▸ TASKS TO CARRY OUT:
• a. Using the passage on reading enjoyment, answer these questions:
(i) Which grades are linked to the idea that better readers find reading more enjoyable?
(ii) Why do some students with high literary attainment find reading less enjoyable?
(iii) In which dataset did enjoyment of reading remain a strong predictor of academic success in high school students?
• b. Summarize the passage on reading enjoyment in two sentences.
• c. Write what comes next in the passage on reading enjoyment and comprehension, starting right after its final sentence.

▸ QUOTED TEXT:
+===+
Reading enjoyment has been found to have a positive relationship with reading comprehension (Schiefele et al., 2012). This correlation may be due to a number of factors. Most commonly, the correlation between enjoyment and achievement has been linked to the idea that students in third through fifth grade who are better readers will find reading more enjoyable (Cox & Guthrie, 2001). However, it has been noted that some students with high levels of literary attainment find reading less enjoyable due to the added amount of stress placed on the need to excel (Goetz, Hall, Frenzel, & Pekrun, 2006). Even so, after controlling for several other factors, enjoyment of reading remained a strong predictor of academic success in high school students in the Program for International Student Assessment (PISA) dataset (L. A. Clark & de Zoysa, 2011).
+===+
▸ DATASET CONTENT:
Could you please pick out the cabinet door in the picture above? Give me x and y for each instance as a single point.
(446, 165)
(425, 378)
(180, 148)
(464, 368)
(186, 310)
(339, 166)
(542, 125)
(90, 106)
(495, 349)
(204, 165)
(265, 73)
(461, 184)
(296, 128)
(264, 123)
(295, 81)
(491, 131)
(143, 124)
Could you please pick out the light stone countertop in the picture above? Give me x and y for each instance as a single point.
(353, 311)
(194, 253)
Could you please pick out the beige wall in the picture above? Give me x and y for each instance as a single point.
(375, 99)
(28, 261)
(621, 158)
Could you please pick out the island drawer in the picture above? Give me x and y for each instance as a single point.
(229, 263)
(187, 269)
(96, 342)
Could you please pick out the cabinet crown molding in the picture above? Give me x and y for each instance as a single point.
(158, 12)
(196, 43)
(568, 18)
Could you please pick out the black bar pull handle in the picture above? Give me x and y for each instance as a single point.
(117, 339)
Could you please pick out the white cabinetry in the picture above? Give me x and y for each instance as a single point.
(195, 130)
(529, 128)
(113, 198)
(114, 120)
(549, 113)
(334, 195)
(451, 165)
+===+
▸ RESPONSES FOR EACH TASK:
• a.
(i) Third through fifth grade.
(ii) The need to excel places added stress on them.
(iii) The Program for International Student Assessment (PISA) dataset.

• b. Reading enjoyment has a positive relationship with reading comprehension, most commonly explained by the idea that better readers in third through fifth grade find reading more enjoyable, though some high achievers enjoy it less because of the stress of needing to excel. After other factors were controlled for, enjoyment of reading remained a strong predictor of academic success among high school students in the PISA dataset.

• c.
Reading enjoyment also has been found to be a positive predictor of persistence in reading. In particular, the level to which a student enjoys reading serves as a moderator of the relationship between a student’s self-efficacy and the amount of time that they spend reading (L. A. Clark & de Zoysa, 2011). In a study of struggling adolescent readers, Neugebauer (2014) found that fifth-grade students who claimed to enjoy reading or who claimed to at least enjoy the topics which they were reading were more likely to spend time engaged in that activity.

Similar Instruments

As demonstrated by the literature cited above, reading attitudes are important and have educational consequences for all learners and, thus, warrant more extensive study. However, many of the current scales focus on adolescent readers, with few scales measuring reading attitudes in the intermediate school years. Using scales developed for older students does not work well for younger students as the format of the questions is typically not familiar nor is the wording or vocabulary appropriate for the knowledge base of young readers, which leads to biased or inaccurate measurement of the constructs (Kazelskis et al., 2005). Although not always advisable, some studies of Grades 3 to 5 students have had to adapt scales developed for older students to obtain information about reading attitudes.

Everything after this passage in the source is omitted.